» Brief: Please repeat, from the entries that follow, the lines from the one containing "Target: woman in green coat" through the one containing "Provide the location of each instance of the wooden support" exactly, adding nothing.

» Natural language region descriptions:
——————

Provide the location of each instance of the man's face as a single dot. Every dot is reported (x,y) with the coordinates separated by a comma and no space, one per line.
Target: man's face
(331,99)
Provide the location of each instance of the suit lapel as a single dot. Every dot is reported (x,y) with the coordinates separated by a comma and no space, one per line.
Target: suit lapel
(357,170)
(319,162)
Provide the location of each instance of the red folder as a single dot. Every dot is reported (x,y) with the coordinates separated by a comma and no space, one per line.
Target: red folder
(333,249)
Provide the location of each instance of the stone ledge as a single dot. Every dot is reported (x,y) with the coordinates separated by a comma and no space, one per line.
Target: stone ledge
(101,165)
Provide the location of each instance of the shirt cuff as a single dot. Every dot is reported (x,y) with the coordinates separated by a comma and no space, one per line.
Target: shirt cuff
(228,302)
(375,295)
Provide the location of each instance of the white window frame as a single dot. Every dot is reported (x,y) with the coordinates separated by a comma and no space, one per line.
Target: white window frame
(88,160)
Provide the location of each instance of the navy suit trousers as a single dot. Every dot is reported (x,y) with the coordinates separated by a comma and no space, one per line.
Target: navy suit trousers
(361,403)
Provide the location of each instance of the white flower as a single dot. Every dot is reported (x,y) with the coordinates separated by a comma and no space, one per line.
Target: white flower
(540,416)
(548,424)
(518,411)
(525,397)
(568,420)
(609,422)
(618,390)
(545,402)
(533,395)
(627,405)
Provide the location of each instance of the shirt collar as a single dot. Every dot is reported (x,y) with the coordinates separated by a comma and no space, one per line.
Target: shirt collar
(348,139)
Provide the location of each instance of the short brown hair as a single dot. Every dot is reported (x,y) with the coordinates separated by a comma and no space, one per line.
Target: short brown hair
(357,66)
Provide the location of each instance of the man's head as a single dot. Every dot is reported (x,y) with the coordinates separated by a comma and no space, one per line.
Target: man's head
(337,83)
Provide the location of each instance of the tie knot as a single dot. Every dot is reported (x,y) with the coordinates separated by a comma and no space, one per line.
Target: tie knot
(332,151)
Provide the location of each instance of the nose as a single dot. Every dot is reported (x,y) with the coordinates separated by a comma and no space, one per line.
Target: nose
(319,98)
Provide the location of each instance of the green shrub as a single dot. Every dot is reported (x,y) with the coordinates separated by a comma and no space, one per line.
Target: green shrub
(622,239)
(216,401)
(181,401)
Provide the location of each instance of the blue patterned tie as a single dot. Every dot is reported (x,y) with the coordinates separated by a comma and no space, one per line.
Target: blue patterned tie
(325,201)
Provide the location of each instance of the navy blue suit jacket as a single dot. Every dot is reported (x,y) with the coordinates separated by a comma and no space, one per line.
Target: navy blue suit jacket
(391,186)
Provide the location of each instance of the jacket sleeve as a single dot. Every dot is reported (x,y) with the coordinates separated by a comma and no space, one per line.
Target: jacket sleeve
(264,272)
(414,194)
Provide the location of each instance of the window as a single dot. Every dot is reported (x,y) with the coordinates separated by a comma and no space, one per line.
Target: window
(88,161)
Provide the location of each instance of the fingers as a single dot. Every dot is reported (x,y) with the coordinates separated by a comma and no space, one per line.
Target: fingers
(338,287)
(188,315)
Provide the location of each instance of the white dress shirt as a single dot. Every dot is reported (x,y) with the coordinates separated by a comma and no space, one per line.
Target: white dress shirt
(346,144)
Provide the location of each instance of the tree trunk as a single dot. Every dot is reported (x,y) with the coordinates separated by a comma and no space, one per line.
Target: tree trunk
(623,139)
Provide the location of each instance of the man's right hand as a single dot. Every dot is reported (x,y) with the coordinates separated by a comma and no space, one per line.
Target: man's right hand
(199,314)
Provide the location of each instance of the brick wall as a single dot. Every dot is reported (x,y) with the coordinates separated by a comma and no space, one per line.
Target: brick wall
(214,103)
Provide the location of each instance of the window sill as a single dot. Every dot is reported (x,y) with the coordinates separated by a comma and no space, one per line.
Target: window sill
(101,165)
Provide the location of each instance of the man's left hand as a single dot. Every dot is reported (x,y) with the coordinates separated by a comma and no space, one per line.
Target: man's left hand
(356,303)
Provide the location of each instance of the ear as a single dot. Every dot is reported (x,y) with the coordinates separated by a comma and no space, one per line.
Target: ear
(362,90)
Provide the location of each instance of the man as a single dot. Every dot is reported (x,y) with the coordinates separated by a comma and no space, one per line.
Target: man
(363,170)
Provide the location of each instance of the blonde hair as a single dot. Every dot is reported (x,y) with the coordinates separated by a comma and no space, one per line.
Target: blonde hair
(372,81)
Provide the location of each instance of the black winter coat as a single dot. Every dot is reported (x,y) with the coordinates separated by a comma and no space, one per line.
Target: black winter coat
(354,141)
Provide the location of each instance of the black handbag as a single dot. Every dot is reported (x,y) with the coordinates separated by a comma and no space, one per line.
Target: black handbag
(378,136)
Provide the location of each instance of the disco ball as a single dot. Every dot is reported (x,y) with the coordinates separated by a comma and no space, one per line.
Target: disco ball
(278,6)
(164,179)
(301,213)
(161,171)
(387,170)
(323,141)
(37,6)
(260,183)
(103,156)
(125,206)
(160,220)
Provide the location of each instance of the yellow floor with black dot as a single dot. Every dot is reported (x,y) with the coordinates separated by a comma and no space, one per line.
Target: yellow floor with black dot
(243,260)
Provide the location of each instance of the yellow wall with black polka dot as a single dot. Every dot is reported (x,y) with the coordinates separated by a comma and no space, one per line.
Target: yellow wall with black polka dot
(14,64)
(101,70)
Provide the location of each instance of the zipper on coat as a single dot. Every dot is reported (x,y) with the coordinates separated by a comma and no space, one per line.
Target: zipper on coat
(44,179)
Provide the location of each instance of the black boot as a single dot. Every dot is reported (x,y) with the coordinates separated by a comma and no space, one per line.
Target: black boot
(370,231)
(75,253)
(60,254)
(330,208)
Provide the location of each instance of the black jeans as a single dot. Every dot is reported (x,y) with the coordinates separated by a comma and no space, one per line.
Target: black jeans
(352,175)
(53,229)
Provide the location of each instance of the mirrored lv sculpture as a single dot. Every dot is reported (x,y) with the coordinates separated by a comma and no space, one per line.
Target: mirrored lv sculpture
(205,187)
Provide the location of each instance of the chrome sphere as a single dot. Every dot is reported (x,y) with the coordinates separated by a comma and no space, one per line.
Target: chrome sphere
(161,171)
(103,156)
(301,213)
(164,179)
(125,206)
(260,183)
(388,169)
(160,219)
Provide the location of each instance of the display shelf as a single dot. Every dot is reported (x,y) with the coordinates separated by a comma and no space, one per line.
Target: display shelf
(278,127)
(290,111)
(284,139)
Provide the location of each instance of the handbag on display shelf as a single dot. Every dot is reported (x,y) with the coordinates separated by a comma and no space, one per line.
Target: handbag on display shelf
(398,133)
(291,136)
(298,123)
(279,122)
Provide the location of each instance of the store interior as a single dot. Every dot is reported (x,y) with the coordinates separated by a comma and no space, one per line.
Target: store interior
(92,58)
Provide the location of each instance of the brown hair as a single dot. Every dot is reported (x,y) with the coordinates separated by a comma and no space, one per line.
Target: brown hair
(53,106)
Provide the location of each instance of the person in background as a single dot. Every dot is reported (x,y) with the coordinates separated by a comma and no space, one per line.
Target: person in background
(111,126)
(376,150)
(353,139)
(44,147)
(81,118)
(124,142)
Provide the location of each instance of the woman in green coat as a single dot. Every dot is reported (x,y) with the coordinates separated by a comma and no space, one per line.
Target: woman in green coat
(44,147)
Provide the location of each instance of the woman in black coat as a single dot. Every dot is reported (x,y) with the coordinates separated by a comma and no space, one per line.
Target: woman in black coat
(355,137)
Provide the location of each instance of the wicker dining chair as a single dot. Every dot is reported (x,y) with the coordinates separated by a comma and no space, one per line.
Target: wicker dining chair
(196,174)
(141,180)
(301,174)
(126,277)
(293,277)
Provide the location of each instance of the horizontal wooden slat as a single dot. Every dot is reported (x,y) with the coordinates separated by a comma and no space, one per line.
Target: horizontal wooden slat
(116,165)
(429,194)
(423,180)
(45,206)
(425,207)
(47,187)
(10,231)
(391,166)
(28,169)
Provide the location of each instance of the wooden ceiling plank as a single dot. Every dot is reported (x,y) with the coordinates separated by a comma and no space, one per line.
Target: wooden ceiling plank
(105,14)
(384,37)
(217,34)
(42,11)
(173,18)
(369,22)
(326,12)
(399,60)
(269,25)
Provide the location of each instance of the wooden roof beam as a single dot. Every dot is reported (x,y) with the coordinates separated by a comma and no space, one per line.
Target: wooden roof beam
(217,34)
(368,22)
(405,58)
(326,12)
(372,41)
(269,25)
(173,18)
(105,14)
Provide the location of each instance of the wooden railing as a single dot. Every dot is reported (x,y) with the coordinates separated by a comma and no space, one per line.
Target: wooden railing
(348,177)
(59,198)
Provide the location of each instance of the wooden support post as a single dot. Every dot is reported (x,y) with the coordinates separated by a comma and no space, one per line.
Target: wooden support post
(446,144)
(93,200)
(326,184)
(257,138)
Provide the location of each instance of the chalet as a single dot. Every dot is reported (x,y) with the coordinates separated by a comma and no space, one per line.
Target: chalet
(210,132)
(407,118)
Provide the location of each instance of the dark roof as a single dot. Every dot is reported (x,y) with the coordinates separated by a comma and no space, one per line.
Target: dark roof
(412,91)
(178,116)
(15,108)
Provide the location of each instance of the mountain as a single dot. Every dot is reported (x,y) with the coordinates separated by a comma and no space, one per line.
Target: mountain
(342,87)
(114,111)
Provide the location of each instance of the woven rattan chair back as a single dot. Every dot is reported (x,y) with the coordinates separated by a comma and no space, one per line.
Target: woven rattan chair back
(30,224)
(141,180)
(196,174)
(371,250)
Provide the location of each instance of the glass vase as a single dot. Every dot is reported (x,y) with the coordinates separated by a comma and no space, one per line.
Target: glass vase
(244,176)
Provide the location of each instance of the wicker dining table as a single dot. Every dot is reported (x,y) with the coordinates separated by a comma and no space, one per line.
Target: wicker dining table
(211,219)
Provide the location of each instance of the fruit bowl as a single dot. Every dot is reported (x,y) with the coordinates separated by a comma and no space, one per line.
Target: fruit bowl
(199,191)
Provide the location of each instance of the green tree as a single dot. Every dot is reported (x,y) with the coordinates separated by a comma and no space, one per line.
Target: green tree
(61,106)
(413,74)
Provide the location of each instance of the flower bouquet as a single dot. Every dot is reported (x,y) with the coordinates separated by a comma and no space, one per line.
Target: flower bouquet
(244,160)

——————

» Answer for the task:
Target: woman in green coat
(44,147)
Provide the location of each instance of the woman in black coat as a single dot. Every dot is reported (x,y) with the coordinates separated by a comma and no space, one per line.
Target: woman in black coat
(355,137)
Provide the location of each instance of the wicker dining chair as a single dot. Every dot is reported (x,y) with the coordinates separated by a comma and no space, one per line.
Target: wicker dining chair
(196,174)
(141,180)
(301,174)
(126,277)
(293,277)
Provide the location of each instance of the horizontal wooden slat as a single dot. Every dot is reported (x,y) with the coordinates separated by a comma and no space, one per line.
Target: horizontal wooden slat
(116,165)
(429,194)
(423,180)
(45,206)
(425,207)
(47,187)
(10,231)
(391,166)
(28,169)
Provide the location of each instance of the wooden ceiling plank as a single dot. Every dot is reported (x,y) with the coordinates separated by a comma and no space, one per line.
Target: wooden ceiling plank
(105,14)
(384,37)
(217,34)
(42,11)
(173,18)
(369,22)
(326,12)
(399,60)
(269,25)
Provide the location of each instance of the wooden roof beam as a single dot. Every dot is reported (x,y) with the coordinates separated by a comma and no space, one per line.
Target: wooden roof beam
(217,34)
(368,22)
(405,58)
(326,12)
(372,41)
(269,25)
(173,18)
(105,14)
Provide the location of each instance of the wooden railing as a single dot. Every dot is reported (x,y) with the coordinates separated by a comma and no space, one per line.
Target: wooden railing
(348,177)
(59,198)
Provide the location of each instance of the wooden support post as a single dot. Every dot is reported (x,y) with the coordinates separated by a comma and no space, one per line.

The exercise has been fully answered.